> _Activity_
Each line below should be written out exactly, with none skipped.

> _Data section_
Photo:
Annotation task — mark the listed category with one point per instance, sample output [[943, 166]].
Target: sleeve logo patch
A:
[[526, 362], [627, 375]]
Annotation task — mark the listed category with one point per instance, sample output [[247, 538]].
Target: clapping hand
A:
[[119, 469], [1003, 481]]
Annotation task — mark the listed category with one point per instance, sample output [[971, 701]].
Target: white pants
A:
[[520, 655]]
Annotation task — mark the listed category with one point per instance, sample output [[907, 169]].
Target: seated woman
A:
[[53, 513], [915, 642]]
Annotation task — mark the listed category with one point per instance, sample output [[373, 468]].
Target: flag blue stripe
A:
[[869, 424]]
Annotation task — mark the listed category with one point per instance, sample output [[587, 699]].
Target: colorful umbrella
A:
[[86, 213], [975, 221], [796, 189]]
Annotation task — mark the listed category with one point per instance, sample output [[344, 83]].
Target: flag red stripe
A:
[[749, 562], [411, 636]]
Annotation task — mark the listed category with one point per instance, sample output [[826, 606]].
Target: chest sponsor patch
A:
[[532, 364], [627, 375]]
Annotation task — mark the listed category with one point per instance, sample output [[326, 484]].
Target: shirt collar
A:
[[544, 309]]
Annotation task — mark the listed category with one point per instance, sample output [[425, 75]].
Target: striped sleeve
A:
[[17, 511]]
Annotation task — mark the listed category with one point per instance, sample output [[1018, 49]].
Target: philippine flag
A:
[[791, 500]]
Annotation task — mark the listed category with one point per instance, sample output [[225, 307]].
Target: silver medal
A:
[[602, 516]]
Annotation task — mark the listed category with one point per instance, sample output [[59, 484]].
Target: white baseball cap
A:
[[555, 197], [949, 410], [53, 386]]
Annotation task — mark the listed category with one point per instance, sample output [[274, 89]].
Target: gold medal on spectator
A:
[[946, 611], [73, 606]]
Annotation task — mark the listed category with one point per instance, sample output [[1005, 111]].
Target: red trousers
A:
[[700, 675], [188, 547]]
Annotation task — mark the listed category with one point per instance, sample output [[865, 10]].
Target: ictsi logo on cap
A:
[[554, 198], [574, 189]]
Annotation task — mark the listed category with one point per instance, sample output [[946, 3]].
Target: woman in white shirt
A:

> _Reply_
Photo:
Annotation task — mark the listed category with one point per instance, sample output [[943, 166]].
Target: sleeve logo patch
A:
[[526, 362], [627, 375]]
Annotation task — mark the listed category with one point per instance, sample output [[247, 538]].
Target: clapping hand
A:
[[119, 469], [1003, 481]]
Annotation task — mark the listed category with one point per instance, sample output [[971, 701]].
Target: white pants
A:
[[520, 655]]
Annotation task — mark the listed category with one point per instance, sample output [[907, 169]].
Target: seated woman
A:
[[53, 513], [915, 642]]
Annotation task — mark the listed category with one point per instance, sample output [[373, 468]].
Target: flag blue stripe
A:
[[869, 424]]
Annotation task — mark the listed category with one point per instance, sample output [[587, 699]].
Target: colorful umbrella
A:
[[86, 213], [975, 221], [796, 189]]
Annotation task — mark the listed category with one point per instance, sample output [[344, 83]].
Target: flag red stripe
A:
[[749, 562], [411, 636]]
Annotation task — mark the listed category with one point per instance, sample output [[826, 606]].
Target: chest sponsor patch
A:
[[532, 364], [627, 375]]
Annotation task — mark the listed category with one point per instance, sample output [[326, 484]].
Target: shirt collar
A:
[[544, 309]]
Annotation task — mark the listed category with one point per instance, sample output [[425, 75]].
Target: striped sleeve
A:
[[17, 511]]
Annotation task — mark the listed category with one point per instance, sample output [[1018, 49]].
Target: philippine flag
A:
[[791, 500]]
Annotation task — mark the listed category with one point per instance, sample output [[225, 307]].
Target: silver medal
A:
[[602, 516]]
Annotation task — mark the listed category with one point per instance, sample output [[59, 484]].
Target: white baseball cap
A:
[[555, 197], [949, 410], [53, 386]]
Annotation task — mark the listed category with one point per instance, sample output [[274, 89]].
Target: gold medal on spectator
A:
[[946, 611], [73, 606]]
Annotation task — mark the listed category with one point per instance, sample output [[1005, 111]].
Target: red trousers
A:
[[700, 675], [188, 547]]
Annotation task — mark the listed category with one point per instance, sample output [[865, 10]].
Target: ictsi logo on cap
A:
[[554, 198], [574, 189]]
Annotation task — mark the listed category with one point per instance, sample output [[946, 3]].
Target: woman in white shirt
A:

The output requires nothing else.